── Data in this exercise
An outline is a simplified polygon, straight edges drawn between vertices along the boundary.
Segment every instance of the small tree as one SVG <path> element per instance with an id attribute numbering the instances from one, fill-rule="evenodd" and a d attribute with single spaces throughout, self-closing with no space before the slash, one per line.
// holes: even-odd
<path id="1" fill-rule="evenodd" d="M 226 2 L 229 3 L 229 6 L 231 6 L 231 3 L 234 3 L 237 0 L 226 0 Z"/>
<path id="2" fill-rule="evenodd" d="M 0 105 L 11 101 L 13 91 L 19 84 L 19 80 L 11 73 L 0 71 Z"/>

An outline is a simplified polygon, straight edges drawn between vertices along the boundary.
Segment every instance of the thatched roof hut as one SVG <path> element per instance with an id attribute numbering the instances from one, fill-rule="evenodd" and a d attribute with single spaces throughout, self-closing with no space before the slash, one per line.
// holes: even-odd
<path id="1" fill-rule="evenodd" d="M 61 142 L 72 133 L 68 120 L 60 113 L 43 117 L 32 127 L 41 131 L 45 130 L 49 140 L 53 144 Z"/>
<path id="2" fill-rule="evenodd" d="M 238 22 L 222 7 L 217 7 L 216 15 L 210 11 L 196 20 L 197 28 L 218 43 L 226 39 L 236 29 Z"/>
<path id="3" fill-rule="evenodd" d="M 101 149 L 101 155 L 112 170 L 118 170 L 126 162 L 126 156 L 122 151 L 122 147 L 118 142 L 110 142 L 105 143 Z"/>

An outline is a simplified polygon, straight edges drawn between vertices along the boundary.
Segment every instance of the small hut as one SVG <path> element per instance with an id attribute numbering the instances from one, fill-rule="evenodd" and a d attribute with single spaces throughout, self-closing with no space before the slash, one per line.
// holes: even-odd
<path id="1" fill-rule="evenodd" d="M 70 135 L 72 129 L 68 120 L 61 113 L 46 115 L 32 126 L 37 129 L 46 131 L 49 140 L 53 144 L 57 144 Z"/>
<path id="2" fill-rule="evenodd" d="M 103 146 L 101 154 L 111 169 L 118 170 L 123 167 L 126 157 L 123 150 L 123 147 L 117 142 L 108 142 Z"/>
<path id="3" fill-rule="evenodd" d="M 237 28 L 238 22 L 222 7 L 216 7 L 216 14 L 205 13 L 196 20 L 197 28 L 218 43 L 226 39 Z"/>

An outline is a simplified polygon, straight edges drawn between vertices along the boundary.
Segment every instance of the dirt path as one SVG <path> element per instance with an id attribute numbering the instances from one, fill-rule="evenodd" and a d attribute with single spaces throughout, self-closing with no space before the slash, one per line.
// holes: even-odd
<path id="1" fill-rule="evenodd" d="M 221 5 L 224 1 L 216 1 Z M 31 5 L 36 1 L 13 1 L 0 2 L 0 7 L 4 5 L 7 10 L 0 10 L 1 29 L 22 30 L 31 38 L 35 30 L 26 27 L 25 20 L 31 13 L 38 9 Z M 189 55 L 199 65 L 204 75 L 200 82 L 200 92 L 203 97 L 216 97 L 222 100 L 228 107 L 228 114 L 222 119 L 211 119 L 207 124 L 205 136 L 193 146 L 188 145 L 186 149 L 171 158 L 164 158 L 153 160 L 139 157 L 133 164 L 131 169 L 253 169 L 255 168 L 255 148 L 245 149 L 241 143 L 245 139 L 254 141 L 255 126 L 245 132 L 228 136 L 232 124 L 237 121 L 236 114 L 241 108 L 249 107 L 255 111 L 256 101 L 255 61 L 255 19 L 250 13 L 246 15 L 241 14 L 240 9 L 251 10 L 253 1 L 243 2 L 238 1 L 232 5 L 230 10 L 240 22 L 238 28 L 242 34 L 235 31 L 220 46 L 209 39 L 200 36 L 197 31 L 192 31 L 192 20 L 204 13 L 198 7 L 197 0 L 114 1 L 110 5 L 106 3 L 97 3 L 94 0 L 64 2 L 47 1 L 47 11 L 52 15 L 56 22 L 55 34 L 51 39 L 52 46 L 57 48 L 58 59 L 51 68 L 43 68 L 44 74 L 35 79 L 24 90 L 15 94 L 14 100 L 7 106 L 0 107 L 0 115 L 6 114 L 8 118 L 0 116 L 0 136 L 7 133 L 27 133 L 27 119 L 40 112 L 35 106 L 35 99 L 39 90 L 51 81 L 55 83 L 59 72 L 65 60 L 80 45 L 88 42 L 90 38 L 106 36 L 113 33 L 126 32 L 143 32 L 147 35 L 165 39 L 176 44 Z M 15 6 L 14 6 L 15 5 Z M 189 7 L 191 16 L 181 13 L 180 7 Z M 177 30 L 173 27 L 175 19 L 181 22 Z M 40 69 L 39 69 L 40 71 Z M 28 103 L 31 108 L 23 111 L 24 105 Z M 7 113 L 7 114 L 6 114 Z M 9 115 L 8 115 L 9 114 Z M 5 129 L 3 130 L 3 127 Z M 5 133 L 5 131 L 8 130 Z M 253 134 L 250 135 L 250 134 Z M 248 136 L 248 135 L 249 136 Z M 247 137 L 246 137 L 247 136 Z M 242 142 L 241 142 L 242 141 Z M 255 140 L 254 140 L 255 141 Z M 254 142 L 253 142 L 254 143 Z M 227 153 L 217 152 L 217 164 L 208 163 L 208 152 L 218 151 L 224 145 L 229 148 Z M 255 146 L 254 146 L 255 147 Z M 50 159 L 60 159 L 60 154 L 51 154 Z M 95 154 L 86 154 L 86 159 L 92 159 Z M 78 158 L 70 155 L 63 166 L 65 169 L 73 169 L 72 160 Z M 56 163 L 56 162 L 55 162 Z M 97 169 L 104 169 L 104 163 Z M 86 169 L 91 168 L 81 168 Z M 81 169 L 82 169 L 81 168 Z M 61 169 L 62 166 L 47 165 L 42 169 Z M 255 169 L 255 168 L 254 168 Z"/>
────
- What you should do
Copy every line of the listing above verbatim.

- The answer
An outline is a simplified polygon, straight edges drawn between vertices along the boundary.
Segment every instance of the small tree as one SVG <path> element per instance with an id attribute numbering the instances from one, fill-rule="evenodd" and a d attribute with single spaces throughout, self-closing with no space before the slash, one per line.
// holes: even-odd
<path id="1" fill-rule="evenodd" d="M 226 2 L 229 3 L 229 6 L 231 6 L 231 3 L 234 3 L 237 0 L 226 0 Z"/>
<path id="2" fill-rule="evenodd" d="M 0 105 L 11 101 L 13 91 L 19 84 L 19 80 L 11 73 L 0 71 Z"/>

An outline is a simplified polygon, straight edges drawn between vertices along the boundary.
Segment every instance of the thatched roof hut as one SVG <path> element per instance with an id attribute numbering the instances from one, fill-rule="evenodd" and a d attribute with single spaces throughout, self-closing with no space before the slash, one per line.
// holes: even-odd
<path id="1" fill-rule="evenodd" d="M 61 142 L 72 133 L 68 120 L 60 113 L 43 117 L 32 127 L 41 131 L 45 130 L 49 140 L 53 144 Z"/>
<path id="2" fill-rule="evenodd" d="M 238 22 L 222 7 L 217 7 L 216 15 L 210 11 L 196 20 L 197 28 L 218 43 L 226 39 L 236 29 Z"/>
<path id="3" fill-rule="evenodd" d="M 101 149 L 101 155 L 112 170 L 118 170 L 126 162 L 126 156 L 122 151 L 122 147 L 118 142 L 110 142 L 105 143 Z"/>

An outline is a simplified polygon, straight edges drawn between vertices along the boundary.
Segment every instance of the small hut as one SVG <path> element per instance with an id attribute numbering the instances from one, fill-rule="evenodd" and a d attribute with single spaces throughout, self-closing with no space before the slash, one per line.
// holes: even-odd
<path id="1" fill-rule="evenodd" d="M 70 135 L 72 129 L 68 120 L 61 113 L 46 115 L 32 126 L 37 129 L 46 131 L 49 140 L 53 144 L 57 144 Z"/>
<path id="2" fill-rule="evenodd" d="M 103 146 L 101 154 L 111 169 L 118 170 L 123 167 L 126 157 L 123 150 L 123 147 L 117 142 L 108 142 Z"/>
<path id="3" fill-rule="evenodd" d="M 237 28 L 238 22 L 222 7 L 216 7 L 216 14 L 205 13 L 196 20 L 197 28 L 218 43 L 226 39 Z"/>

An outline is a simplified polygon, straight edges drawn between vertices along the boundary.
Segment every instance of the dirt path as one SVG <path> element per instance with an id attribute numbering the instances from one, fill-rule="evenodd" and a d attribute with single spaces throughout, self-closing with no space before the slash, one per line.
// holes: even-odd
<path id="1" fill-rule="evenodd" d="M 221 5 L 224 1 L 216 1 Z M 31 5 L 36 1 L 13 1 L 0 2 L 0 7 L 4 5 L 7 10 L 0 10 L 1 29 L 22 30 L 31 38 L 35 30 L 26 27 L 25 20 L 31 13 L 38 9 Z M 189 55 L 199 65 L 204 75 L 200 82 L 200 92 L 203 97 L 216 97 L 222 100 L 228 107 L 228 114 L 222 119 L 211 119 L 207 124 L 205 136 L 193 146 L 188 145 L 186 149 L 171 158 L 164 158 L 153 160 L 139 157 L 133 164 L 131 169 L 253 169 L 255 168 L 255 148 L 245 149 L 241 143 L 245 139 L 254 141 L 255 126 L 245 132 L 228 136 L 232 124 L 237 121 L 236 114 L 241 108 L 249 107 L 255 111 L 256 101 L 255 61 L 255 19 L 250 13 L 246 15 L 241 14 L 240 9 L 251 10 L 253 1 L 243 2 L 238 1 L 232 5 L 230 10 L 240 22 L 238 28 L 242 34 L 235 31 L 220 46 L 209 39 L 200 36 L 197 31 L 192 31 L 192 20 L 204 13 L 198 7 L 197 0 L 114 1 L 110 5 L 106 3 L 97 3 L 94 0 L 64 2 L 47 1 L 47 11 L 52 15 L 56 22 L 55 34 L 51 39 L 52 46 L 57 48 L 58 59 L 51 68 L 43 68 L 44 74 L 35 79 L 24 90 L 15 94 L 14 100 L 7 106 L 0 107 L 0 115 L 6 114 L 8 118 L 0 116 L 0 136 L 7 133 L 27 133 L 27 119 L 40 112 L 35 106 L 35 99 L 39 90 L 51 81 L 55 83 L 59 72 L 65 60 L 80 45 L 88 42 L 90 38 L 106 36 L 113 33 L 126 32 L 143 32 L 147 35 L 165 39 L 176 44 Z M 15 6 L 14 6 L 15 5 Z M 189 7 L 191 16 L 181 13 L 180 7 Z M 177 30 L 173 27 L 175 19 L 181 22 Z M 40 69 L 39 69 L 40 71 Z M 28 103 L 31 108 L 23 111 L 24 105 Z M 7 113 L 7 114 L 6 114 Z M 9 115 L 8 115 L 9 114 Z M 5 129 L 3 130 L 3 127 Z M 5 133 L 5 131 L 8 130 Z M 253 134 L 250 135 L 250 134 Z M 248 136 L 248 135 L 249 136 Z M 247 137 L 246 137 L 247 136 Z M 242 142 L 241 142 L 242 141 Z M 255 140 L 254 140 L 255 141 Z M 254 142 L 253 142 L 254 143 Z M 227 153 L 217 152 L 217 164 L 208 163 L 208 152 L 218 151 L 224 145 L 229 148 Z M 255 146 L 254 146 L 255 147 Z M 50 159 L 60 159 L 60 154 L 51 154 Z M 95 154 L 86 154 L 86 159 L 92 159 Z M 78 158 L 70 155 L 63 166 L 65 169 L 73 169 L 72 160 Z M 56 163 L 56 162 L 55 162 Z M 97 169 L 104 169 L 104 163 Z M 86 169 L 91 168 L 81 168 Z M 81 169 L 82 169 L 81 168 Z M 61 169 L 62 166 L 47 165 L 42 169 Z M 255 169 L 255 168 L 254 168 Z"/>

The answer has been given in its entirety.